- Parts of the exercise
1 > Rewrite the passage of the mill layoffs article starting with "The No. 1 pulp" and going on through "layoffs take effect.", putting "pulp-drying machine" in place of "pulp dryer".
2 > Carry on the article about the mill layoffs from the point where it stops.

- Reading passage
The mill on Saturday shut down the second of two machines it had said would be turned off when the company announced plans in August to reduce production capacity.

"I wouldn't be saying the truth if I didn't say there were a lot of disappointed and long faces," Bill Cohen, manager of communications and public affairs for Verso Maine, said Monday. "Everyone is dealing with it a little bit differently."

Employees scheduled to be laid off were issued notices last week and have 60 days left from the time they received their notices to their last paid work day, Cohen said.

Fewer than 50 employees accepted early retirement packages and about 300 were issued layoff notices, he said.

The No. 1 pulp dryer was shut down several weeks ago and on Saturday the No. 2 paper machine was also shut down, Cohen said. There are two paper machines and a specialty paper machine still in operation and the mill will continue to employ about 560 people after the layoffs take effect.

The mill first announced the layoffs in August with plans to cut production capacity at the mill by 150,000 tons of coated paper and 100,000 tons of dried market pulp.

- Provided records
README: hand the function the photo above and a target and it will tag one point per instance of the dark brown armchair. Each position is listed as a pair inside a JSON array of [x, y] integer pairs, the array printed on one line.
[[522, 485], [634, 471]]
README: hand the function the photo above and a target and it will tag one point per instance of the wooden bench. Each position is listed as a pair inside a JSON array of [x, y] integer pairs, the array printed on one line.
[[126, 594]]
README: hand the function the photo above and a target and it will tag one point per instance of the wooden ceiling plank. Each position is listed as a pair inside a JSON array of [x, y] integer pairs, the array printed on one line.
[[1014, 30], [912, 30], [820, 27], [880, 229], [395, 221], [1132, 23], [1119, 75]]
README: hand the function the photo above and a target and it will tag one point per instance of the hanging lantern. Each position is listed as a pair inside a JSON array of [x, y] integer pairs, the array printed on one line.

- Written answers
1 >
The No. 1 pulp-drying machine was shut down several weeks ago and on Saturday the No. 2 paper machine was also shut down, Cohen said. There are two paper machines and a specialty paper machine still in operation and the mill will continue to employ about 560 people after the layoffs take effect.

2 >
The plan is part of an overall reduction in company production that also includes the indefinite idling of a mill in Wickliffe, Kentucky. Overall the company is reducing production by 430,000 tons of coated paper and 130,000 tons of dried market pulp.

The decision to curb production was related to a decline in demand for coated paper, as well as foreign competition and high operating costs in Maine, including high energy costs and local property taxes, according to a statement from Verso at the time.

For now, the company has no plans to sell the shuttered machines, Cohen said. "One never knows. You can always hope (that the machines will run again)," Cohen said. "But we don't see it right now."